SUPPLIED TEXT ->
---+---
Given that PA and PB are tangents to circle.
∴ PA = PB. (∵ Lengths of tangents to circle from a fixed outer point are equal.)
∴ Triangle PAB is an isosceles triangle.
∴ ∠PAB = ∠PBA. (∵ Angles opposite to equal sides are always equal.)
∴ ∠PAB = 65°. (∵ ∠PBA = 65°(Given))
Since, PA is tangent to given circle and OA is radius of given circle at point of contact A.
∴ ∠PAO = 90°. (Angle between radius and tangent is 90° at point of contact)
And ∠PAO = ∠PAB + ∠OAB
⇒ ∠OAB = ∠PAO – ∠PAB = 90° –65° = 25°. (∵ ∠PAO = 90° & ∠PAB = 65°)
Now, in triangle PAB,
∠APB + ∠PAB + ∠PBA = 180°. (∵ Sum of angles in a triangle is 180°)
⇒ ∠APB = 180° – ∠PAB – ∠PBA = 180° – 65° – 65° = 180° – 130° = 150°.
(∵∠PAB = ∠PBA = 65°)
Hence, ∠OAB = 25° and ∠APB = 150°.
---+---
Stored items from a collection

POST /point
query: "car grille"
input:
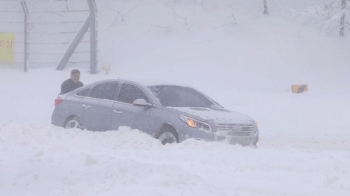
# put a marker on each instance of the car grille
(236, 129)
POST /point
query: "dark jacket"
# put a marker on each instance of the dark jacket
(69, 85)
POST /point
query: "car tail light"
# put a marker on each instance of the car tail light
(58, 101)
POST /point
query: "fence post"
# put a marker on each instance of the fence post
(25, 11)
(73, 45)
(93, 44)
(342, 19)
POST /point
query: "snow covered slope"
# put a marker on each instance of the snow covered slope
(226, 48)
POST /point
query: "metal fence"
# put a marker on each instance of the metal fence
(55, 34)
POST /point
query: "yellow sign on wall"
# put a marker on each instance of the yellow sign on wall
(6, 47)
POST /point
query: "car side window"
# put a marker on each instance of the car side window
(84, 93)
(129, 93)
(104, 91)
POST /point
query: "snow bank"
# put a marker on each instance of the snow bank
(46, 160)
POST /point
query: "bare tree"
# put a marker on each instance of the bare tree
(342, 19)
(266, 10)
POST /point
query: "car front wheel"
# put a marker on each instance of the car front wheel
(73, 123)
(168, 136)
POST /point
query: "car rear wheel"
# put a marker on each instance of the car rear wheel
(73, 123)
(168, 136)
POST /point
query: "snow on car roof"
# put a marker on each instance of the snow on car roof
(148, 81)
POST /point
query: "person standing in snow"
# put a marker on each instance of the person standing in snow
(71, 83)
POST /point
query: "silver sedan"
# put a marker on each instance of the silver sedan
(170, 113)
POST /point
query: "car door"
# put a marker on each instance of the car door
(136, 117)
(98, 106)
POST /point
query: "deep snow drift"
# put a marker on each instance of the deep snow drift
(246, 63)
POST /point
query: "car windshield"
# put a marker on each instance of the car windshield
(178, 96)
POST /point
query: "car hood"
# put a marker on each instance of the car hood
---+---
TASKS FOR THIS EXERCISE ->
(A) In the tangent proof, what kind of triangle is PAB said to be?
(B) Rewrite the tangent proof between "Given that PA" and "are always equal.)", inclusive, replacing "tangents" with "tangent lines".
(C) Translate this sentence from the tangent proof into Spanish: "∴ Triangle PAB is an isosceles triangle."

ANSWERS BELOW ->
(A) An isosceles triangle.

(B)
Given that PA and PB are tangent lines to circle.
∴ PA = PB. (∵ Lengths of tangent lines to circle from a fixed outer point are equal.)
∴ Triangle PAB is an isosceles triangle.
∴ ∠PAB = ∠PBA. (∵ Angles opposite to equal sides are always equal.)

(C) ∴ El triángulo PAB es un triángulo isósceles.